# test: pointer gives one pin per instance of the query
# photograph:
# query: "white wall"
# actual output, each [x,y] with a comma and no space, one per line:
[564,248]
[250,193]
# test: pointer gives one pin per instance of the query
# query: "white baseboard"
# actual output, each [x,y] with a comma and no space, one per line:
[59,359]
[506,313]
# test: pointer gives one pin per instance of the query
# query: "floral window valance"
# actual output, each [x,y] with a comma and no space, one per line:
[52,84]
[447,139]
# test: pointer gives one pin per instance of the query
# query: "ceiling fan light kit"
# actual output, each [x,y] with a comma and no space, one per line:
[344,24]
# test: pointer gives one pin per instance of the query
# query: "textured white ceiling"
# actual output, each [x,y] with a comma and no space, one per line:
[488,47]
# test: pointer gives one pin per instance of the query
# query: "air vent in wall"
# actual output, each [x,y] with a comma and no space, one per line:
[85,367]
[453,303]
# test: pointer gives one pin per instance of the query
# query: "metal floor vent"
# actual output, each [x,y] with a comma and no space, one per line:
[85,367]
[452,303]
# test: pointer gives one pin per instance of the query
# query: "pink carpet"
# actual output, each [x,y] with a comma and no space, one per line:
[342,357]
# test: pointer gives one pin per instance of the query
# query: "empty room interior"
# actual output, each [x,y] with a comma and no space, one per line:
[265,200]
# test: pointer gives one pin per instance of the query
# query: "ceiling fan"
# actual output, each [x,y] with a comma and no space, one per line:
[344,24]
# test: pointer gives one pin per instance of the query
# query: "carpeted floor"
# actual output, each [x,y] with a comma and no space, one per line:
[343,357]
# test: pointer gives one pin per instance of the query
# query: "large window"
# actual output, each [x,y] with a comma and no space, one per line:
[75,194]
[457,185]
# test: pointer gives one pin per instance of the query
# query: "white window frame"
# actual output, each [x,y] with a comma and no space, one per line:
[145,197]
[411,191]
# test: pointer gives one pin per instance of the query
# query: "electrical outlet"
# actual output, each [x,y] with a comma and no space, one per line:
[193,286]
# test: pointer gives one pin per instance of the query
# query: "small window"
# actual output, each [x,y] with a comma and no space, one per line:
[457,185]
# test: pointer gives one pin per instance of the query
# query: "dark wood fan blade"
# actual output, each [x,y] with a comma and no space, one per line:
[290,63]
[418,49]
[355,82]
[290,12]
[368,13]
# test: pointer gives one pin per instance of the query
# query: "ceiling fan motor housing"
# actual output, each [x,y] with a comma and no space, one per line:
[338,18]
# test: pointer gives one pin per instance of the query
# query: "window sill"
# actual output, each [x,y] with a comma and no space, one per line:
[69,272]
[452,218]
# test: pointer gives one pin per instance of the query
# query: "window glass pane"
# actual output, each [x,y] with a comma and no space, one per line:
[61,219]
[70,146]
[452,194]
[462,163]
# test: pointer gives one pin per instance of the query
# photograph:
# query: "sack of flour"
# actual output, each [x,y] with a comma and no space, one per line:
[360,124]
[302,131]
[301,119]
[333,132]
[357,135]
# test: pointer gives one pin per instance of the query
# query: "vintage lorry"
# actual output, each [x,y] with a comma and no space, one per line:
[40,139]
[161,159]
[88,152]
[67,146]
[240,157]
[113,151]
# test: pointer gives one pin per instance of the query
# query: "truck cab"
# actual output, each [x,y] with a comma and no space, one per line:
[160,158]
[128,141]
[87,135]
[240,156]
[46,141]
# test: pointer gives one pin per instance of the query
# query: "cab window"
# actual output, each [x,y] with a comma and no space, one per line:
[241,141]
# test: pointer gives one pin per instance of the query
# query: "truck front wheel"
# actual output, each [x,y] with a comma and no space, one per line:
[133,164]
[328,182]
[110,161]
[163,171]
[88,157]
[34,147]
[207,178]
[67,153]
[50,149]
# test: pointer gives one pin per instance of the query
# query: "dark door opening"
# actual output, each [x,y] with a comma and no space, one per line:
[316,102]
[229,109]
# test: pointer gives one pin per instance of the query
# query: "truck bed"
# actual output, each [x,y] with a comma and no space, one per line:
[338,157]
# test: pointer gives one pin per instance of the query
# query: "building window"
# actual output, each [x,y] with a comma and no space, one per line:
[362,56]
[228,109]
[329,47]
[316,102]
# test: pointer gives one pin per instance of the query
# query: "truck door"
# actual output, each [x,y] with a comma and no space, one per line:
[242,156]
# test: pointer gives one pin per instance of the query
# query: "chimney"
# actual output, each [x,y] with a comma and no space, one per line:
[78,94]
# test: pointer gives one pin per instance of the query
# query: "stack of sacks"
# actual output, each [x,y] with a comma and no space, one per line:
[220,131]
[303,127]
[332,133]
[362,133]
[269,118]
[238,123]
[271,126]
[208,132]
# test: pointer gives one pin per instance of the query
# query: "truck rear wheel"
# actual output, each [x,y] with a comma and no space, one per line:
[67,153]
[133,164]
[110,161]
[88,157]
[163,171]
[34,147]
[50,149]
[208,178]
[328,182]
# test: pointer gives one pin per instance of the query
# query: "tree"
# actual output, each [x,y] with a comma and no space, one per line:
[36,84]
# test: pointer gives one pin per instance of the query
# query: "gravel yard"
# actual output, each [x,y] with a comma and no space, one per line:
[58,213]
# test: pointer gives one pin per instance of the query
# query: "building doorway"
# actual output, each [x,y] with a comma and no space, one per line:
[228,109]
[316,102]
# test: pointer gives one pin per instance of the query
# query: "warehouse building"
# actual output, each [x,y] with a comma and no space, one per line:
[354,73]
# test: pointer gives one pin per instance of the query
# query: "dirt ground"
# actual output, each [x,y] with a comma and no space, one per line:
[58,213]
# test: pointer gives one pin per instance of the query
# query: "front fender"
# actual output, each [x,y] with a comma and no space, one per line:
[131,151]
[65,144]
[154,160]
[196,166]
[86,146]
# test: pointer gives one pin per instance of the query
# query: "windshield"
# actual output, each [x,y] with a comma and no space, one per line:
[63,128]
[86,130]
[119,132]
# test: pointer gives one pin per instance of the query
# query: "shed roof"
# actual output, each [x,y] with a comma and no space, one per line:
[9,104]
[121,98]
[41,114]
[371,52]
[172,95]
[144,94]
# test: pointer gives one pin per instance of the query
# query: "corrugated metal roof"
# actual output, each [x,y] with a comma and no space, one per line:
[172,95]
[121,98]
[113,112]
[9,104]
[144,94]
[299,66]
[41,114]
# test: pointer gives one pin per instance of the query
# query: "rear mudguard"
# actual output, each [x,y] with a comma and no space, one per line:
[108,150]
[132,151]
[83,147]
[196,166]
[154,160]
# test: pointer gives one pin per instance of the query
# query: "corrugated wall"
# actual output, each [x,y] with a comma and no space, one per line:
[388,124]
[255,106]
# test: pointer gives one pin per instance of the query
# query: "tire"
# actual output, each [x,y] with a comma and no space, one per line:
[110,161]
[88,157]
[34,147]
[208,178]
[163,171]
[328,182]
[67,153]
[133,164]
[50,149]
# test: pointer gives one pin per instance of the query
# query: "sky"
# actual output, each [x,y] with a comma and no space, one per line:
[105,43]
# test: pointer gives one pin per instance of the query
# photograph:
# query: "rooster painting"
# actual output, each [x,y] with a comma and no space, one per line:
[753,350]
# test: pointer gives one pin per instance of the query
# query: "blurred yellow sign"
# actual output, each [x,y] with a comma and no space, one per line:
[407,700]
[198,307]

◆ ◆ ◆

■ Directions for this task ■
Give back the whole listing exactly as it reads.

■ Completed exercise ■
# test: pointer gives one pin per instance of the query
# photograph:
# query: "white wall"
# actual output, each [x,y] with a comma and no space, one per line:
[564,248]
[250,193]
# test: pointer gives one pin per instance of the query
# query: "white baseboard"
# actual output, each [x,y] with a comma and no space, one per line:
[59,359]
[506,313]
# test: pointer gives one pin per instance of the query
# query: "floral window valance"
# actual output, each [x,y] with a comma and no space, one per line:
[52,84]
[447,139]
# test: pointer gives one pin per instance of the query
# query: "ceiling fan light kit"
# actual output, each [x,y] with a comma and no space, one per line:
[344,24]
# test: pointer gives one pin per instance of the query
# query: "textured white ceiling"
# actual output, each [x,y] with a comma and no space, one per line:
[488,47]
# test: pointer gives one pin per instance of the query
# query: "air vent in wall"
# actual output, each [x,y] with a comma and no space, one per line:
[85,367]
[453,303]
# test: pointer gives one pin per instance of the query
# query: "metal floor vent"
# actual output, each [x,y] with a comma and no space, one per line:
[85,367]
[452,303]
# test: pointer gives one pin per instance of the query
# query: "pink carpet"
# actual output, each [x,y] with a comma and no space, one per line:
[342,357]
# test: pointer gives one pin per instance of the query
# query: "empty room interior"
# actual output, each [x,y] with a comma and no space, one per line:
[265,200]
# test: pointer gives one pin per instance of the query
# query: "ceiling fan"
# actual output, each [x,y] with a comma and no space, one per line:
[344,24]
# test: pointer gives one pin per instance of the query
# query: "carpeted floor"
# actual output, each [x,y] with a comma and no space, one per line:
[343,357]
# test: pointer gives one pin per instance of the query
# query: "large window"
# actual output, each [x,y] with a comma and no space, one per line:
[75,194]
[457,185]
# test: pointer gives one pin per instance of the query
# query: "white window frame"
# actual output, each [x,y] with a comma and no space, one per line:
[145,197]
[411,191]
# test: pointer gives one pin per instance of the query
# query: "electrical outlet"
# actual output, each [x,y] with a comma and no space, one per line:
[193,286]
# test: pointer gives one pin per instance of the query
# query: "small window"
# actual output, each [x,y] with a comma and no space, one per line:
[457,185]
# test: pointer gives one pin per instance of the query
# query: "dark wood fan blade"
# actual output, each [x,y] with a comma and no space, one per line:
[290,63]
[418,49]
[355,82]
[290,12]
[368,13]
# test: pointer gives one pin per instance of the query
# query: "ceiling fan motor housing"
# actual output, each [x,y] with a comma and no space, one per line:
[338,18]
# test: pointer gives one pin per instance of the query
# query: "window sill"
# actual output, each [x,y] with a comma and no space, one per line:
[69,272]
[452,218]
# test: pointer gives one pin per instance of the query
# query: "window glass pane"
# actual output, each [x,y] with a comma and no space, one per line:
[61,219]
[70,146]
[452,194]
[462,163]
# test: pointer gives one pin per instance of the query
# photograph:
# query: "sack of flour"
# actual output, each [x,y] with a comma and no space, one per line:
[360,124]
[302,131]
[301,119]
[333,132]
[357,135]
# test: pointer gives one pin per instance of the query
# query: "vintage lorry"
# actual output, each [x,y] with a comma and no space, one per line:
[40,139]
[161,159]
[88,152]
[67,146]
[240,157]
[113,151]
# test: pointer gives one pin per instance of the query
# query: "truck cab"
# actual output, each [x,y] with a comma and no space, one per line:
[160,158]
[128,141]
[87,135]
[240,156]
[46,141]
# test: pointer gives one pin per instance of the query
# query: "cab window"
# actual output, each [x,y] with a comma and no space, one per line:
[241,141]
# test: pointer gives one pin per instance of the query
# query: "truck front wheel"
# actual output, each [x,y] with a comma and no space, one per line:
[133,164]
[328,182]
[110,161]
[163,171]
[88,157]
[34,147]
[207,178]
[67,153]
[50,149]
# test: pointer gives one pin per instance of the query
# query: "dark door opening"
# actual output, each [x,y] with a comma and no space, one per line:
[316,102]
[229,109]
# test: pointer gives one pin per instance of the query
# query: "truck bed"
# actual output, each [x,y] with a comma and no space, one per line:
[338,157]
# test: pointer gives one pin per instance of the query
# query: "building window"
# actual output, each [x,y] with a comma and no space, one per line:
[362,56]
[228,109]
[329,47]
[316,102]
# test: pointer gives one pin per instance of the query
# query: "truck door"
# actual output, each [x,y] with a comma and no space, one per line:
[242,156]
# test: pointer gives one pin per instance of the query
# query: "chimney"
# actual output, each [x,y] with a comma and no space, one per line:
[78,94]
# test: pointer gives one pin per instance of the query
# query: "stack of sacks"
# actual output, each [x,y] with a comma and no space, one per line:
[220,131]
[303,127]
[332,133]
[362,133]
[269,118]
[238,123]
[271,126]
[208,132]
# test: pointer gives one pin per instance of the query
# query: "truck rear wheel"
# actual output, each [x,y] with a comma and no space, one per line:
[67,153]
[133,164]
[110,161]
[88,157]
[163,171]
[34,147]
[50,149]
[208,178]
[328,182]
# test: pointer gives one pin per instance of the query
# query: "tree"
# actual output, each [x,y] with a comma and no space, one per line:
[36,84]
# test: pointer gives one pin per instance of the query
# query: "gravel yard"
# actual output, each [x,y] with a comma and no space, one per line:
[58,213]
# test: pointer gives one pin per instance of the query
# query: "building doorway"
# actual output, each [x,y] with a comma and no space, one per line:
[228,109]
[316,102]
# test: pointer gives one pin per instance of the query
# query: "warehouse building"
# actual output, each [x,y] with a comma and no space, one per line:
[354,73]
# test: pointer gives one pin per instance of the query
# query: "dirt ground"
# actual output, each [x,y] with a comma and no space, one per line:
[58,213]
# test: pointer gives one pin per instance of the query
# query: "front fender"
# actual output, each [x,y] with a comma and no space, one per line:
[131,151]
[65,144]
[154,160]
[196,166]
[86,146]
# test: pointer gives one pin per instance of the query
# query: "windshield"
# actual output, each [x,y] with a comma and no space, one per line:
[63,128]
[86,130]
[119,132]
# test: pointer gives one pin per instance of the query
# query: "shed roof"
# actual output, each [x,y] with a comma and no space, one per line:
[9,104]
[121,98]
[41,114]
[371,52]
[172,95]
[144,94]
# test: pointer gives one pin per instance of the query
# query: "corrugated metal roof"
# actual output, each [x,y] with a comma and no space, one per line:
[172,95]
[121,98]
[113,112]
[9,104]
[144,94]
[299,66]
[41,114]
# test: pointer gives one pin per instance of the query
# query: "rear mudguard"
# actual output, each [x,y] with a comma and no space, one per line:
[108,150]
[132,151]
[83,147]
[196,166]
[154,160]
# test: pointer gives one pin per instance of the query
# query: "corrugated wall"
# actual output, each [x,y] with a comma and no space, one per line:
[388,124]
[255,106]
# test: pointer gives one pin per instance of the query
# query: "tire"
# actual output, each [x,y] with a comma and no space, one per line:
[110,161]
[88,157]
[34,147]
[208,178]
[163,171]
[328,182]
[67,153]
[133,164]
[50,149]
# test: pointer gives one pin per instance of the query
# query: "sky"
# actual output, each [x,y] with a comma and no space, one per line:
[105,43]
# test: pointer gives one pin per instance of the query
# photograph:
# query: "rooster painting"
# actual output, each [x,y] with a comma and no space, one per line:
[753,350]
# test: pointer gives one pin per instance of the query
# query: "blurred yellow sign"
# actual output, each [x,y] with a comma and no space, one per line:
[407,700]
[198,307]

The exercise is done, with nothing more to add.